Requirement: Reproduce exactly, from the data that follows, the line with "Please mark every flooded", the line with "Please mark every car wheel", and every line that lies between them.

Material to process:

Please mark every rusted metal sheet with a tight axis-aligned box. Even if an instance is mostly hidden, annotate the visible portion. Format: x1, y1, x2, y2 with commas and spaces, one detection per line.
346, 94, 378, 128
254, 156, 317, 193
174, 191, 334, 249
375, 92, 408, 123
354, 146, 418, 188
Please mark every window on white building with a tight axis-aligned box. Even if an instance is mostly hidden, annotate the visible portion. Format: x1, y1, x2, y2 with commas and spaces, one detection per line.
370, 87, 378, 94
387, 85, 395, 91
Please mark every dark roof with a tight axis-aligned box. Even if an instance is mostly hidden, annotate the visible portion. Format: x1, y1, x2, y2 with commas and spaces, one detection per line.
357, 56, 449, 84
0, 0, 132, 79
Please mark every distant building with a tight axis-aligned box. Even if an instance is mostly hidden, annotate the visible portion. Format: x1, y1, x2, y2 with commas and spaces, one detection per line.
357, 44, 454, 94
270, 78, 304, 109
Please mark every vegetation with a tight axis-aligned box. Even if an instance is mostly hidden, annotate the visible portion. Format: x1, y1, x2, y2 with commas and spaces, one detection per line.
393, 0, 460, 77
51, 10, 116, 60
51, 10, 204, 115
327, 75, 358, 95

---

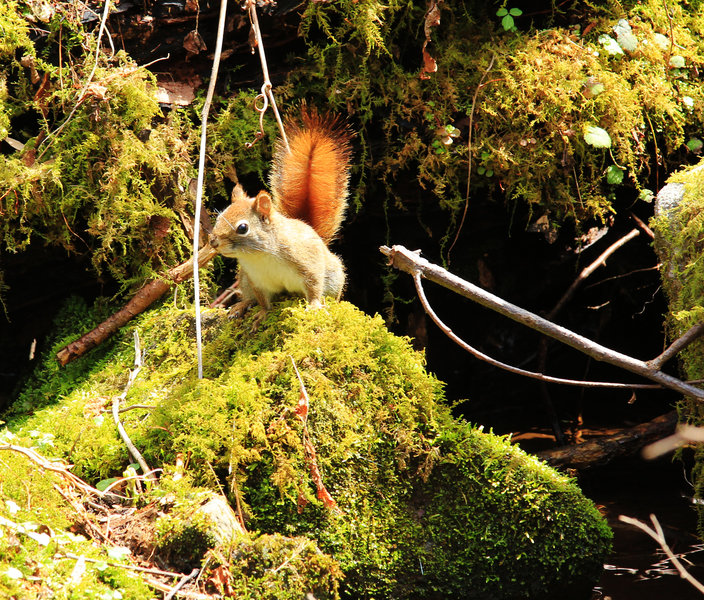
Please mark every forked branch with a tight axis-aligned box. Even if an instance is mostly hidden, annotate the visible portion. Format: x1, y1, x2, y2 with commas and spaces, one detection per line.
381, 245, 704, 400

...

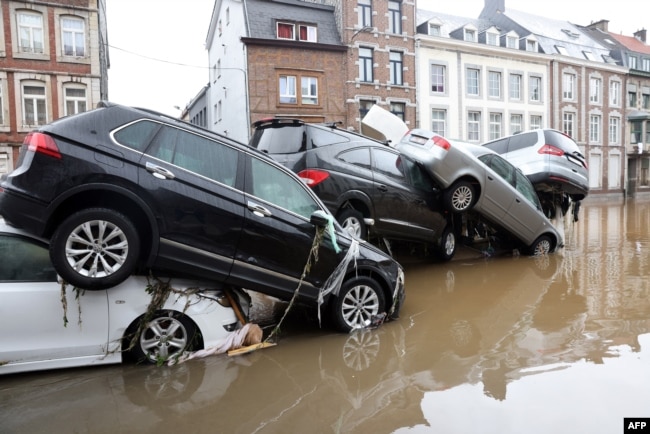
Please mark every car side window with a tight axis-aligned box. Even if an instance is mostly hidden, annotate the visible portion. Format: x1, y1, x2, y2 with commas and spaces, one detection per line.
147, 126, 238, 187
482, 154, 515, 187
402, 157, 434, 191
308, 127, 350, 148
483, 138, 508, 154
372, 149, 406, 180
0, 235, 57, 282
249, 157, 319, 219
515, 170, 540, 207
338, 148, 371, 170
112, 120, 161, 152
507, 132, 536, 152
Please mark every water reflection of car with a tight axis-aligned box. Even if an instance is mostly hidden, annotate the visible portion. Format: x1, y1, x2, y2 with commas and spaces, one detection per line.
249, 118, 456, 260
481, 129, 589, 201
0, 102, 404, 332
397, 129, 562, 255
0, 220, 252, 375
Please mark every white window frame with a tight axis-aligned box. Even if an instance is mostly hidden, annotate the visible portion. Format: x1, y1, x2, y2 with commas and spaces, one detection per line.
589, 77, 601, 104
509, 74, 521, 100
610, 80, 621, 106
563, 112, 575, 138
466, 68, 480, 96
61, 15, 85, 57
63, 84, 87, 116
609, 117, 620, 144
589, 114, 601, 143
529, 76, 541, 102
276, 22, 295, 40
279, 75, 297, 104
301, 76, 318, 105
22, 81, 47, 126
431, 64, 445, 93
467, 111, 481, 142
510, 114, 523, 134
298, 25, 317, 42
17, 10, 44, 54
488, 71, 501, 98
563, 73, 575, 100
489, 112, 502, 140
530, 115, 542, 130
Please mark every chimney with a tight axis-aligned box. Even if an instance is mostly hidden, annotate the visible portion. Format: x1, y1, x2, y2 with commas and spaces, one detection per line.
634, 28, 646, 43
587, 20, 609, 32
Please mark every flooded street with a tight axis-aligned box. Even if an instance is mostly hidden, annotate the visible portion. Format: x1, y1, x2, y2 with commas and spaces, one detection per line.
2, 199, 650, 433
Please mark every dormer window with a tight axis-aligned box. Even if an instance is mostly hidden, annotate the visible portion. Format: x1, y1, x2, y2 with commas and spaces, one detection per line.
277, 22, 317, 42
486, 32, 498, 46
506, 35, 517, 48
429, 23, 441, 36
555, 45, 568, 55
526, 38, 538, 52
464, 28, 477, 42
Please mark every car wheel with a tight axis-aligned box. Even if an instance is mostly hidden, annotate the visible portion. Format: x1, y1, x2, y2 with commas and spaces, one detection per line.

Written response:
Please mark every flooded street with a tight axis-aligned box. Even if an instance is mostly hidden, annotate the visible portion. Format: x1, y1, x2, y2 with commas and spaces, one detection per line.
2, 199, 650, 433
Please mark every dormer window with a tight axis-aligned box. Even if an instance is mostly hidden, annotate the visible portion. Format: x1, y1, x2, y2 with commas and spaces, one detection per line.
277, 22, 317, 42
486, 32, 498, 46
506, 35, 517, 48
429, 23, 441, 36
555, 45, 568, 55
526, 38, 538, 52
464, 28, 477, 42
Please mark every car wheel with a tight axis-aligned box. Even if an instance is mostly hidden, annotate the visible portion. Format: x1, y1, x2, y2 with commas and spaces, one detection per line.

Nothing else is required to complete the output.